> INFORMATION PROVIDED:
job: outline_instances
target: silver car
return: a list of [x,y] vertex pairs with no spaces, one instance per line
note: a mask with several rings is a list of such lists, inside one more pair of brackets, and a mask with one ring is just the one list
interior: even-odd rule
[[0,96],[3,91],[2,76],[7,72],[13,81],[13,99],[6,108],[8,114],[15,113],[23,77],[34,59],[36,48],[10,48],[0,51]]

> AIM:
Please reproduce the records with "vertex pairs" swapped for "coordinate pairs", leaving everything else as it is.

> RESPONSE TO THE EXERCISE:
job: outline_instances
target: silver car
return: a list of [x,y] coordinate pairs with no spaces, one instance per line
note: a mask with several rings is a list of such lists, inside one more pair of brackets, and a mask with one ring is just the one list
interior: even-odd rule
[[0,96],[3,91],[2,76],[7,72],[13,81],[13,99],[6,108],[8,114],[15,113],[23,77],[34,59],[36,48],[10,48],[0,51]]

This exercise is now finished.